● TASK BRIEF
Where the word "tree" appears in a line of the entries below, count that line and give the total alone.

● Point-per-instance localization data
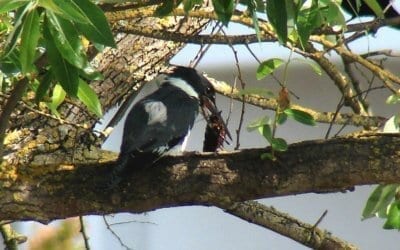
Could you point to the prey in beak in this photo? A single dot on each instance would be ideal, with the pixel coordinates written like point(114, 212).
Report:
point(216, 131)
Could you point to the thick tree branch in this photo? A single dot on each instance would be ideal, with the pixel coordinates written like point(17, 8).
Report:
point(306, 234)
point(198, 179)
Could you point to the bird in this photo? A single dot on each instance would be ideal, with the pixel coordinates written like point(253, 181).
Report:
point(162, 121)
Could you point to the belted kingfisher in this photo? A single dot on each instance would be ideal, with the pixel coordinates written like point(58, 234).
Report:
point(163, 120)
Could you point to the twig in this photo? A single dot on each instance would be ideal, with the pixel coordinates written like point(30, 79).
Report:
point(115, 234)
point(84, 234)
point(323, 117)
point(286, 225)
point(11, 238)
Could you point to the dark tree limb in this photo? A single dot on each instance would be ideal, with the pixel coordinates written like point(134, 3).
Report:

● YOUR RESPONSE
2